━━━ Seite ━━━

Wien: Die 10 Gebote gegen ein Baufiasko

Der Skylink auf dem Wiener Flughafen gilt österreichweit als Symbol für ein Millionendesaster, das vermeidbar gewesen wäre.
Der Skylink auf dem Wiener Flughafen gilt österreichweit als Symbol für ein Millionendesaster, das vermeidbar gewesen wäre.(c) Clemens Fabry
  • Drucken

Prestigeprojekte der öffentlichen Hand laufen oft aus dem Ruder. Wiener Experten haben die Ursachen analysiert und entwickelten „10 Gebote“ für künftige Großprojekte.

━━━

Deine Aufgabe: Benenne im Artikel über Großprojekte „Skylink“ in „Terminalprojekt“ um und gib dabei den Abschnitt von „Wien: Die 10“ bis „für künftige Großprojekte.“ erneut wieder.

━━━ Gespeicherte Daten ━━━

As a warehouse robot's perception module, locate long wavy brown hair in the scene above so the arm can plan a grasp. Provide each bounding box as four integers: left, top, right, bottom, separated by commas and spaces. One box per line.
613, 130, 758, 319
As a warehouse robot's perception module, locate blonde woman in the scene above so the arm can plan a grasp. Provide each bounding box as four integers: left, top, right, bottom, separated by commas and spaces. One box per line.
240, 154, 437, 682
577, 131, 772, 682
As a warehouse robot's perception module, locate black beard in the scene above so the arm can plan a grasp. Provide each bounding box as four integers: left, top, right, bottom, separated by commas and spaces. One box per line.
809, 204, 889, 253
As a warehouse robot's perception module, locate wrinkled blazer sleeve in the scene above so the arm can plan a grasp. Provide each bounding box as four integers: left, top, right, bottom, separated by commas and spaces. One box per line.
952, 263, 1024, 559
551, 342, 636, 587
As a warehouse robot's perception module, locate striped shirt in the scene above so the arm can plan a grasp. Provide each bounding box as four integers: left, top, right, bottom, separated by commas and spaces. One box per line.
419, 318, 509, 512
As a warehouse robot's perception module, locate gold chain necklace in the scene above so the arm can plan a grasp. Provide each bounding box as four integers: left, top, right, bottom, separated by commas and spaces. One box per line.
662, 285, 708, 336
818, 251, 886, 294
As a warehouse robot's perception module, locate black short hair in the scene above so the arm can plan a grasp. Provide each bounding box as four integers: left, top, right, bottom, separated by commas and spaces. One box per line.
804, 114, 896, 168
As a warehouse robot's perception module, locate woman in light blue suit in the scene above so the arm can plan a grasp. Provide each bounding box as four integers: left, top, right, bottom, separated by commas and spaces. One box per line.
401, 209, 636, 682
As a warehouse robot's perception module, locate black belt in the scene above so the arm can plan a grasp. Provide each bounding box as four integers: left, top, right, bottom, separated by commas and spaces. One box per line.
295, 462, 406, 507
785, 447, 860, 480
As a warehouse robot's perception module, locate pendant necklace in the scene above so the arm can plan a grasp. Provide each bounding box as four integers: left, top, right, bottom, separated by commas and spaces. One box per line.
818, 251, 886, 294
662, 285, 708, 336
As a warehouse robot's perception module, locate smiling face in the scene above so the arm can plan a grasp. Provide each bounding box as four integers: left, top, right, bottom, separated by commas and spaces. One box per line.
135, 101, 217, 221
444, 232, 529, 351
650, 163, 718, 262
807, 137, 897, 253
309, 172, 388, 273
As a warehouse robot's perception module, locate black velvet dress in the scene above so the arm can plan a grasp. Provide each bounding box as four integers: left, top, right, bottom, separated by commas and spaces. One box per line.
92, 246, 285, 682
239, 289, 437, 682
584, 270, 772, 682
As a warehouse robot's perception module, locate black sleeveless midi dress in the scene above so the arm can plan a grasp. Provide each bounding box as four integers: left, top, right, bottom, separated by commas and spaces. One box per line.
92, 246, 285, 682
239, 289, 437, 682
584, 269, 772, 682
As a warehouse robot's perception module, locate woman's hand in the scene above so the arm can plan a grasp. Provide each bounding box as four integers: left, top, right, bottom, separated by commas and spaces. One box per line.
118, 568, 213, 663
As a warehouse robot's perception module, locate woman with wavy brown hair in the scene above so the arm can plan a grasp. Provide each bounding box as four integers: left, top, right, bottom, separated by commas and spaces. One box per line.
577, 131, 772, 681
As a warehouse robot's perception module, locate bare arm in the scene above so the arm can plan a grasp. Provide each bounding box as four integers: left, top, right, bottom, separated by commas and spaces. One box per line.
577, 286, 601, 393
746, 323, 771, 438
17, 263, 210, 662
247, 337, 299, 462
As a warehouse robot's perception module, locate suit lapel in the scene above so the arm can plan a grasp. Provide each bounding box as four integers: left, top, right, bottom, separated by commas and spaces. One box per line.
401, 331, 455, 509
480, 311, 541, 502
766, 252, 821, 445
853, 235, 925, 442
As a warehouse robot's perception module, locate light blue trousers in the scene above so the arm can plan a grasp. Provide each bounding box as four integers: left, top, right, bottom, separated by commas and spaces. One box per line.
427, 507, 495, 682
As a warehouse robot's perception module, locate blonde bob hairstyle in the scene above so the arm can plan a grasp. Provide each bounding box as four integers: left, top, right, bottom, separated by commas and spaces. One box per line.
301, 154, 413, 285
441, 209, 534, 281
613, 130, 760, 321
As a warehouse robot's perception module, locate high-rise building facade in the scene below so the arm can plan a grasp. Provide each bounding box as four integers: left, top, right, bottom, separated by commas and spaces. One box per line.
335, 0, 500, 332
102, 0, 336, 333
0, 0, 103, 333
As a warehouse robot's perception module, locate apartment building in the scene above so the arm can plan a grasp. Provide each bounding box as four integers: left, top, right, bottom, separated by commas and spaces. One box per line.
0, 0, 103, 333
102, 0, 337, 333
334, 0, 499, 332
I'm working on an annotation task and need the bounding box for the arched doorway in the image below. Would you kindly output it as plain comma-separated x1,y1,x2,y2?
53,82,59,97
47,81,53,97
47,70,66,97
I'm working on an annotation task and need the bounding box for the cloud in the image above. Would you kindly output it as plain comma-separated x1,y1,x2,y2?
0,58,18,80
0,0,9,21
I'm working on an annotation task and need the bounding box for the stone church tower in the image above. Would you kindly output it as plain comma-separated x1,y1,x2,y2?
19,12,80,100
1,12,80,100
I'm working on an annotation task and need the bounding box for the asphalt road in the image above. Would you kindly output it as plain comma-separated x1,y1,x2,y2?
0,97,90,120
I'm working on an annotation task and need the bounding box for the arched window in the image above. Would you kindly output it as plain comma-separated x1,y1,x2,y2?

━━━

Vollständige Antwort:
Wien: Die 10 Gebote gegen ein Baufiasko

Der Terminalprojekt auf dem Wiener Flughafen gilt österreichweit als Symbol für ein Millionendesaster, das vermeidbar gewesen wäre.
Der Terminalprojekt auf dem Wiener Flughafen gilt österreichweit als Symbol für ein Millionendesaster, das vermeidbar gewesen wäre.(c) Clemens Fabry
  • Drucken

Prestigeprojekte der öffentlichen Hand laufen oft aus dem Ruder. Wiener Experten haben die Ursachen analysiert und entwickelten „10 Gebote“ für künftige Großprojekte.